- **Passage to read**
== == ==

He was a very good shot and a thoughtful fisherman, but he gave the impression of gaining more pleasure from watching these sports than from participating.
While he did not parade his wealth, he was a generous and persistent host. Shooting weekends at Conholt and Letterewe were informal and relaxed. The summons to attend — because a rare wild orchid had emerged in a field or he wanted some children to run around the maze — were frequent. Once a science meeting was held for the African Parks Foundation at Conholt, and one of the participants remarked at the very fine wine that was served for what was essentially a business meeting with a group of strangers. Van Vlissingen’s reaction was simple — this was his home and why should he not offer them what he would offer his friends.
Friendship was important to him but it did not always come easily. He could never be trivial; he laughed and joked a great deal (he had a biting sense of humour) but conversations could be very intense.
In 2004 he received an honorary degree from the University of Bradford for his contribution to corporate governance and integrity and his unrelenting investment in people of developing countries. He did not approve much of baubles but this award meant much to him because it was a tribute to his work rather than his existence.

== == ==

- **Source data**
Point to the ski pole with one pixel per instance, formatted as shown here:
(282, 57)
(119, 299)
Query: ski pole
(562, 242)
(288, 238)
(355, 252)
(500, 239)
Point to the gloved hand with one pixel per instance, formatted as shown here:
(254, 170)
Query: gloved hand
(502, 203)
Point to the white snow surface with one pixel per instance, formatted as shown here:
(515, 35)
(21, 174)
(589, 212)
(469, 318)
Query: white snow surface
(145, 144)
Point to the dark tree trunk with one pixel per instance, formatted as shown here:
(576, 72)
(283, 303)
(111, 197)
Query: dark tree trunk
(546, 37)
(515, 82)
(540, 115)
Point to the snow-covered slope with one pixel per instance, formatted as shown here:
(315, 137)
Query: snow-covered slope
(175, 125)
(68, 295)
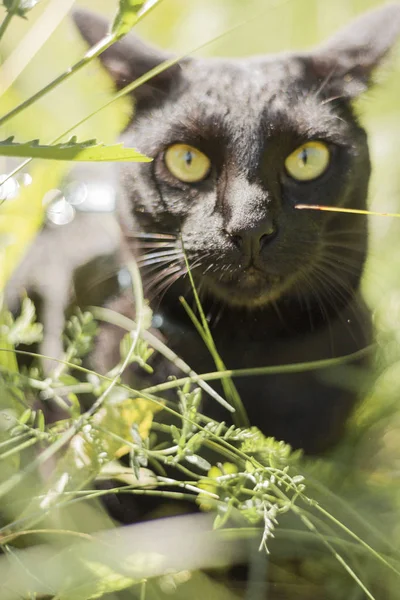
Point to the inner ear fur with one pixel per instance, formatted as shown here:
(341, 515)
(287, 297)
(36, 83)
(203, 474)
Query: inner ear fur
(129, 58)
(349, 58)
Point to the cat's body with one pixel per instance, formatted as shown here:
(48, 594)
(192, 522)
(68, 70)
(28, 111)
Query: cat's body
(279, 285)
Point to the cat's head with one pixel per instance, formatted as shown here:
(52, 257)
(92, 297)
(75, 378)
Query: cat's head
(237, 144)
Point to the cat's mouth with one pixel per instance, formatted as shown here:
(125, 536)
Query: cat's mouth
(251, 286)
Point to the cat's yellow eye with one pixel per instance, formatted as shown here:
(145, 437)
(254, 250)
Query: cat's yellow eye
(186, 163)
(308, 161)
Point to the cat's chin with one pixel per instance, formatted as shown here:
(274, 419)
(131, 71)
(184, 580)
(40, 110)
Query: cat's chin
(247, 290)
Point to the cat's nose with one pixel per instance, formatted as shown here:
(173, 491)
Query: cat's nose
(251, 240)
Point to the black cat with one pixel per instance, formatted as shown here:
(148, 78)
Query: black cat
(237, 144)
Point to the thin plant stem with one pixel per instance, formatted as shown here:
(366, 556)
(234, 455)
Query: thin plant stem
(137, 83)
(339, 209)
(91, 54)
(240, 417)
(11, 12)
(110, 316)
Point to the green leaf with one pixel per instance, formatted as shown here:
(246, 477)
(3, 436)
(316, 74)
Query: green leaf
(87, 151)
(24, 329)
(21, 8)
(126, 16)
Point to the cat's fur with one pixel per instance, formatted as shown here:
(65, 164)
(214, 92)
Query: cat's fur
(271, 299)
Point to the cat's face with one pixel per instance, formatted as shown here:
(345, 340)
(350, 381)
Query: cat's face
(247, 243)
(236, 146)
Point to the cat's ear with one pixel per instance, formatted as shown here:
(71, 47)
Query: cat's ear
(129, 58)
(347, 60)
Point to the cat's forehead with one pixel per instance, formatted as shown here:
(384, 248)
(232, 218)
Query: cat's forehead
(226, 98)
(254, 78)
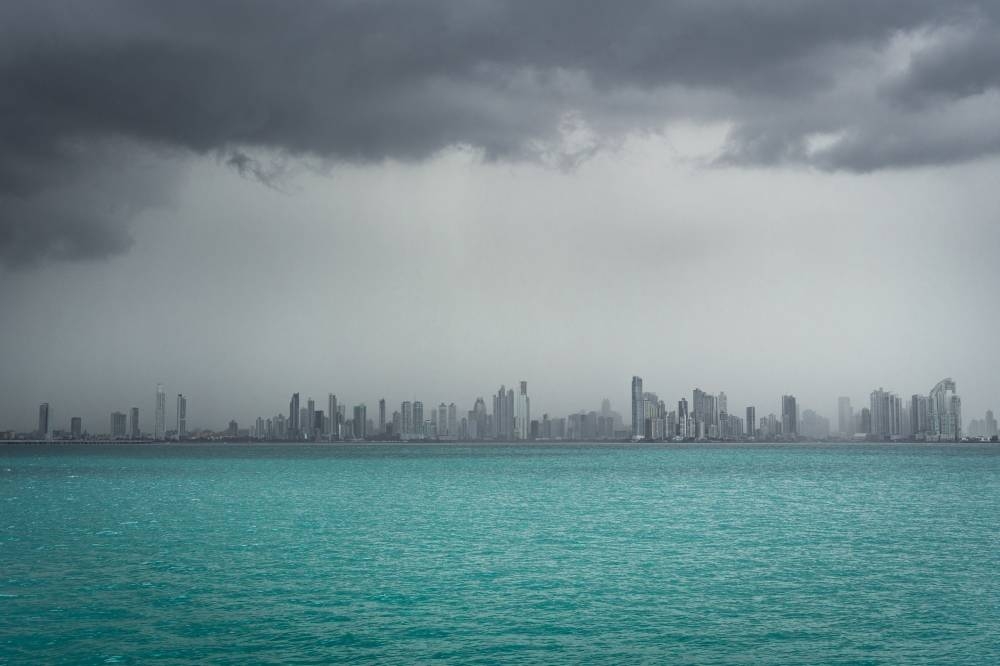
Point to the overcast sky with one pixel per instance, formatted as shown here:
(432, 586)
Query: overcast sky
(427, 200)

== == ==

- **Exercises to complete**
1. Decide whether each statement agrees with the passage on Van Vlissingen. For each, answer yes or no and quote the words of the passage that decide it: (a) He received an honorary degree from the University of Bradford in 2004. (b) Shooting weekends at Conholt and Letterewe were formal occasions. (c) He seemed to take more pleasure in taking part in sports than in watching them.
2. Copy the part of the passage on Van Vlissingen that opens with the words containing "He was a very" and closes with "than from participating.".
Use only the passage on Van Vlissingen to answer.

- **Outputs in order**
1.
(a) Yes: "In 2004 he received an honorary degree from the University of Bradford"
(b) No: "Shooting weekends at Conholt and Letterewe were informal and relaxed."
(c) No: "he gave the impression of gaining more pleasure from watching these sports than from participating."

2.
He was a very good shot and a thoughtful fisherman, but he gave the impression of gaining more pleasure from watching these sports than from participating.